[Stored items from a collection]
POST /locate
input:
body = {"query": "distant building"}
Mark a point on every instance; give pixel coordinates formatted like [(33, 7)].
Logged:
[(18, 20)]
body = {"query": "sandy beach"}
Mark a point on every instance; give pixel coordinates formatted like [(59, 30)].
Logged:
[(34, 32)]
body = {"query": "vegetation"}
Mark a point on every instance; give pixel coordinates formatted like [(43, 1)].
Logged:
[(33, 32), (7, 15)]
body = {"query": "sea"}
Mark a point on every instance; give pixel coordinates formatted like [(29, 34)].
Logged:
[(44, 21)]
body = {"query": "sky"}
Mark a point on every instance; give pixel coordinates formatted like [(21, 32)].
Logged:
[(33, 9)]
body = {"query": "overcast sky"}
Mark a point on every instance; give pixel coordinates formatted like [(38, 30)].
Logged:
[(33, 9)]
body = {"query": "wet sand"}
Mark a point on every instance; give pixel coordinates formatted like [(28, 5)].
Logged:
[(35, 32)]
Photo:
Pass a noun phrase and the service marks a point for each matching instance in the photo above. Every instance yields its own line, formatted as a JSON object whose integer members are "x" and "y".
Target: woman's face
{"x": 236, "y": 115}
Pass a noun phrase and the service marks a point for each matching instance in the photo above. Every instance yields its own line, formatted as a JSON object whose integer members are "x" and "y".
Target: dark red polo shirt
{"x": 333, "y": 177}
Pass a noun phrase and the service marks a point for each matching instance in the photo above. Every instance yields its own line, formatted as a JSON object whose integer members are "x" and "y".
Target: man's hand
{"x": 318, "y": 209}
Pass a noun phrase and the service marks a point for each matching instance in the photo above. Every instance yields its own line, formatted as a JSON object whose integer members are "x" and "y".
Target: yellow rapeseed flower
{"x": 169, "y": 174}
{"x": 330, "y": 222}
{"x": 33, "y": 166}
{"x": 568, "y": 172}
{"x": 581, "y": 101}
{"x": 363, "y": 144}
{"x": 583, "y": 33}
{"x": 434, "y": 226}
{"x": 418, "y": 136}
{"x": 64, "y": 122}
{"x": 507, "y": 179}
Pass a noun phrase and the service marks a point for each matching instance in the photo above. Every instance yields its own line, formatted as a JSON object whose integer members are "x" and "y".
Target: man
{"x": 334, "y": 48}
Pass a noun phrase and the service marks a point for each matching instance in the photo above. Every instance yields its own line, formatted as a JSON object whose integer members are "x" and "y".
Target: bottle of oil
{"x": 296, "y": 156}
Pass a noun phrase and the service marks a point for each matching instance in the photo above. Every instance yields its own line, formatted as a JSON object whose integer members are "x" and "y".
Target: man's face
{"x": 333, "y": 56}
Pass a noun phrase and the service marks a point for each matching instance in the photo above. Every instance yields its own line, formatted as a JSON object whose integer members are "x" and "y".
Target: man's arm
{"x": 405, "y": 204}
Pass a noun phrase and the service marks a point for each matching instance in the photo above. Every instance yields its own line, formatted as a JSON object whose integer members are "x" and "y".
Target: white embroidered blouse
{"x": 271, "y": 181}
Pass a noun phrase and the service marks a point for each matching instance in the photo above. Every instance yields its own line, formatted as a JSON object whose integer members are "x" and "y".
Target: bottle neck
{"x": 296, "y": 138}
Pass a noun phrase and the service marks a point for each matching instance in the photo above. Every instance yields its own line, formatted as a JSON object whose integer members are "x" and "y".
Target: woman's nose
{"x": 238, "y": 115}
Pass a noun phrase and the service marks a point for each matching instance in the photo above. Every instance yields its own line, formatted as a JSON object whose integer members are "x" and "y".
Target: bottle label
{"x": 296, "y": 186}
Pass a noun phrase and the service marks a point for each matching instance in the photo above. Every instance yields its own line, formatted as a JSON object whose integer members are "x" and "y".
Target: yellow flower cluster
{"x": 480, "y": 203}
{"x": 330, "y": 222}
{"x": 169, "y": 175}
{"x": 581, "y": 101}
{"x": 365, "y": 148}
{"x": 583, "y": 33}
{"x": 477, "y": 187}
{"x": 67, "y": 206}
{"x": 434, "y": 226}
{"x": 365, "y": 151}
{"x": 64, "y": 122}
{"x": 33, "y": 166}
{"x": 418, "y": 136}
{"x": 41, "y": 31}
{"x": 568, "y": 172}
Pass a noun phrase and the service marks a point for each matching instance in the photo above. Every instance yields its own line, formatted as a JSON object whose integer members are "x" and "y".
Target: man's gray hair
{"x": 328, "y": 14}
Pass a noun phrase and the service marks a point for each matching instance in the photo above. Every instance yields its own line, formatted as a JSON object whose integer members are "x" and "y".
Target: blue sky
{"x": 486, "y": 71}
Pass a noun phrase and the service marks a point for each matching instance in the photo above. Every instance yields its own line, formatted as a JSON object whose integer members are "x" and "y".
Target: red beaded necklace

[Your objective] Find the lines in the data that include "query", then copy each of them.

[Problem solution]
body = {"query": "distant building"}
body = {"query": "sandy beach"}
body = {"query": "vegetation"}
body = {"query": "sea"}
body = {"query": "sky"}
body = {"query": "overcast sky"}
body = {"query": "wet sand"}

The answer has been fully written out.